** Opening EXCERPTED RECORDS block **

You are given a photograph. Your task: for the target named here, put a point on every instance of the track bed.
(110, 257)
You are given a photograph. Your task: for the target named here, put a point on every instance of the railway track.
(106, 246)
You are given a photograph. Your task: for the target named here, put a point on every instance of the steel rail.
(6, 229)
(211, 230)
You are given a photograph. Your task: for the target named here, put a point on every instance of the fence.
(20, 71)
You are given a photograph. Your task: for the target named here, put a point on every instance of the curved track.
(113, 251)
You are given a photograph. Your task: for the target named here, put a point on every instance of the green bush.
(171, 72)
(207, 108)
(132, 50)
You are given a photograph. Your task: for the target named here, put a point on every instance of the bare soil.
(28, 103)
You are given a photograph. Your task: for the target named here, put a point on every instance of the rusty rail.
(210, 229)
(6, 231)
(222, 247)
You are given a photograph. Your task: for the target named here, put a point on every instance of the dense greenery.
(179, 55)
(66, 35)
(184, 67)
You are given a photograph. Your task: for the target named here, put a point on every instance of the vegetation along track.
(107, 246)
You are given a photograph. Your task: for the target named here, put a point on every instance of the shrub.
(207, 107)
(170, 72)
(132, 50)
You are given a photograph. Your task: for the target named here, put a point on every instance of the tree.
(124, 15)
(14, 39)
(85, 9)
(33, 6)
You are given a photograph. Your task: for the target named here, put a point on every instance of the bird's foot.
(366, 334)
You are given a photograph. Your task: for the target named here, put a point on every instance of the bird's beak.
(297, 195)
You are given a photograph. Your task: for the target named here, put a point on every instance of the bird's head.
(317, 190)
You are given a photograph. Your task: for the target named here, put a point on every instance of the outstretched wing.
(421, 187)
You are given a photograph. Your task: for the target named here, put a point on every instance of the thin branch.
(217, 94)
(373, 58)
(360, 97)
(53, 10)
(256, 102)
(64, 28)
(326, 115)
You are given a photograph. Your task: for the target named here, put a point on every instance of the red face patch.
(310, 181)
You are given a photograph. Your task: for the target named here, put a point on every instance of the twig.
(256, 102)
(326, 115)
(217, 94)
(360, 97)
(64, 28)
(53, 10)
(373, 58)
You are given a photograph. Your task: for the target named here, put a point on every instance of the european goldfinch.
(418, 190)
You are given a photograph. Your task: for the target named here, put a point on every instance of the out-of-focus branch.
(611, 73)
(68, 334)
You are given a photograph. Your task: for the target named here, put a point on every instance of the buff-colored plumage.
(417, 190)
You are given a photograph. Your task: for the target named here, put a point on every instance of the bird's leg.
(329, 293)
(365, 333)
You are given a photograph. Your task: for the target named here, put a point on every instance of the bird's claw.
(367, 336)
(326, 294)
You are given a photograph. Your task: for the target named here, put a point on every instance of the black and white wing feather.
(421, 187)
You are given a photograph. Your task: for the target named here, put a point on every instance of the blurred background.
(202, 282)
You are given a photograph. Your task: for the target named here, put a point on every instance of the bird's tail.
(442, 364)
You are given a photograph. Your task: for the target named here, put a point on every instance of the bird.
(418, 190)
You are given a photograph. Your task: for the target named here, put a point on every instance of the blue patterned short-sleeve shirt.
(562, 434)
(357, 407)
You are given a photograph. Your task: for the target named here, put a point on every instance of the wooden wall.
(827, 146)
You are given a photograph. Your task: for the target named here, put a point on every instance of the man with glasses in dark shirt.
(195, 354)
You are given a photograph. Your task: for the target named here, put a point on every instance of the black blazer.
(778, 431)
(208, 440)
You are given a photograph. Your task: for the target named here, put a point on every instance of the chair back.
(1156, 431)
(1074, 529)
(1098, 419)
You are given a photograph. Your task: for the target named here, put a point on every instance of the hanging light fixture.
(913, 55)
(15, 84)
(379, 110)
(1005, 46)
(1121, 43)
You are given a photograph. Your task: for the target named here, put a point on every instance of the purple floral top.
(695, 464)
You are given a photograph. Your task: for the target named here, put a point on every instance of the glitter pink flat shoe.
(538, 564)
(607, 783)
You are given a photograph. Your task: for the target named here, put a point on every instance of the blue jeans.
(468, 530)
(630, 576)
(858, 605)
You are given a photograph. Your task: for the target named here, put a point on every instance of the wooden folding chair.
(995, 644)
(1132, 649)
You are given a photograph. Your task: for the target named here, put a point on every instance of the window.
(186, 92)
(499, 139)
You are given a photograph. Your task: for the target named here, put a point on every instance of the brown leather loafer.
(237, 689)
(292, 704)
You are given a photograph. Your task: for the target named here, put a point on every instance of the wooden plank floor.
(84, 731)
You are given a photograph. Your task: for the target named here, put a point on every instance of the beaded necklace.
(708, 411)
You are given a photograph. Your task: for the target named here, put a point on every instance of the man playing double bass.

** Closing EXCERPTED RECORDS block **

YOUR TASK ->
Write the records out once more. Each line must match.

SOLUTION TO THE PROBLEM ->
You are given a photograph. Your task: for the target named here, put a point on every instance of the track bed.
(110, 257)
You are given a photograph. Your task: for the target named here, put a point on every instance of the railway track.
(106, 246)
You are given a photograph. Your task: for the target named here, put a point on every instance of the steel rail.
(6, 229)
(211, 230)
You are given a photograph. Your task: for the target named here, put a point on every instance of the fence.
(20, 71)
You are given a photograph. Your task: for the target named here, put a point on every instance of the curved track.
(113, 251)
You are given a photograph. Your task: for the target named here, put a point on every instance of the green bush.
(171, 72)
(207, 108)
(132, 50)
You are given a photograph. Your task: for the target named here, put a point on every instance of the bare soil.
(28, 103)
You are given a photograph. Your task: for the target named here, put a point on every instance of the rusty rail.
(210, 229)
(6, 231)
(222, 247)
You are given a photograph. Your task: for the target named here, put a point on every instance of the dense greenery.
(179, 55)
(66, 35)
(184, 67)
You are given a photograph. Your task: for the target named here, put a point on every instance of the vegetation along track.
(107, 246)
You are given a photograph. Your task: for the target named here, put a point on every instance of the shrub.
(207, 107)
(170, 72)
(132, 50)
You are given a photograph. Your task: for the target named here, put a point on every instance of the tree.
(124, 15)
(14, 39)
(85, 9)
(33, 6)
You are given a photograph. Your task: for the target named here, put a point on every instance of the bird's foot.
(366, 334)
You are given a photograph. Your task: for the target named here, put a point on every instance of the bird's beak.
(297, 195)
You are given a photograph. Your task: for the target named here, put a point on every instance of the bird's head.
(317, 190)
You are given a photograph. Your task: for the target named here, put a point on every instance of the outstretched wing.
(421, 187)
You are given a photograph. Your task: for the target named here, put a point on every instance of the thin branch.
(217, 94)
(373, 58)
(360, 97)
(53, 10)
(256, 102)
(64, 28)
(326, 115)
You are given a photograph. Your task: for the target named here, put a point on every instance of the red face patch.
(310, 181)
You are given a photograph. Your task: for the target named here, put a point on every instance of the twig.
(256, 102)
(326, 115)
(217, 94)
(360, 97)
(64, 28)
(53, 10)
(373, 58)
You are given a photograph. Your task: for the target named here, put a point on every instance of the european goldfinch.
(418, 190)
You are given a photograph. Your task: for the target named here, put a point on every instance of the out-of-focus branch.
(611, 73)
(68, 334)
You are given a photograph. Your task: for the target named here, put a point on every instance of the buff-colored plumage.
(417, 190)
You are given a photograph. Your task: for the target named here, put a point on every instance of the bird's leg.
(329, 293)
(365, 333)
You are given a photograph. Your task: for the target named here, put a point on every instance of the bird's claw.
(367, 336)
(326, 294)
You are given a photograph. Your task: for the target named here, put a point on every instance of the black and white wing feather.
(421, 187)
You are given a photograph. Your task: for the target named here, put a point on every instance of the blurred background.
(202, 282)
You are given a photograph. Your task: for the target named here, put a point on every instance of the bird's tail.
(442, 364)
You are given a photograph. Your task: for the target named here, put a point on every instance of the bird.
(418, 190)
You are given a photograph. Your task: for the target named here, put a point on every instance of the blue patterned short-sleeve shirt.
(562, 434)
(357, 407)
You are given a photograph. Your task: for the target named here, put a point on every instance of the wooden wall.
(827, 146)
You are given a photograph. Your task: for the target named here, put a point on every instance of the man with glasses in dark shirt.
(195, 354)
You are given a photograph. Your task: for the target named here, put a point on every instance of the black blazer.
(778, 431)
(208, 440)
You are given a photograph. Your task: for the target named here, put a point on every instance of the chair back.
(1156, 431)
(1074, 529)
(1098, 419)
You are given a photograph. Your task: for the target named here, put a point on every instance of the hanging light fixture.
(913, 55)
(15, 84)
(379, 110)
(1005, 46)
(1121, 43)
You are given a photograph. Your task: for the target named here, put a point on every instance of the purple floral top.
(695, 464)
You are given a photograph. Your task: for the target named here, put a point on every instance of the glitter pink flat shoe.
(538, 564)
(607, 783)
You are given a photograph. Your task: for the target named here, put a point on every instance of the blue jeans.
(468, 530)
(630, 576)
(858, 605)
You are given a photograph. Your task: for the target named here, put a point on every instance of the wooden folding chair.
(995, 644)
(1132, 649)
You are given a photograph. Your task: for the target named here, put a point on every instance of the window.
(186, 92)
(499, 139)
You are given a photograph. Your task: for the target named here, put a point on every instance of the brown leather loafer.
(237, 689)
(292, 704)
You are given a photograph. Your task: for the target named here, put a point on every instance of the wooden plank floor.
(84, 731)
You are given a photograph. Your task: for the target named here, put a point on every instance of the beaded necklace.
(708, 411)
You are given a photograph. Your task: for the target named here, put a point on every instance of the man playing double bass.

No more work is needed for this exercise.